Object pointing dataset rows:
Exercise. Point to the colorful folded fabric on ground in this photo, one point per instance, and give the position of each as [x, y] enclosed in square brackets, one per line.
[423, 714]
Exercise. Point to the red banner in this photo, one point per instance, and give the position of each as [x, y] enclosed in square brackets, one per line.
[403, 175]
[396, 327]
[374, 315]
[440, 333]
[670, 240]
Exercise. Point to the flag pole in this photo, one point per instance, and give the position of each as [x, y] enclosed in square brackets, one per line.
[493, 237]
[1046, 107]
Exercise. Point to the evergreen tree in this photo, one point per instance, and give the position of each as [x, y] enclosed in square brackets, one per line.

(Directive):
Output all of the material, please, exactly as it stands.

(Result of this task):
Exercise. Point to the colorful folded fabric on ground in this photo, one point per instance, and give the position of each as [x, y] enclosed in square brackets, one per line.
[423, 714]
Exercise. Point to the red banner in this photo, one point per instance, and give the position of each as [x, y] enclosed in square brackets, one per line.
[403, 175]
[396, 327]
[374, 315]
[440, 333]
[670, 240]
Exercise. Point to the flag pole in this photo, one point per instance, and give the position of each as [x, y] enclosed in square brackets, one per line.
[493, 237]
[1046, 107]
Exercise. Point to the evergreen tree in this photo, one point per instance, and give the position of each as [x, y] enclosed in square brackets, one per line.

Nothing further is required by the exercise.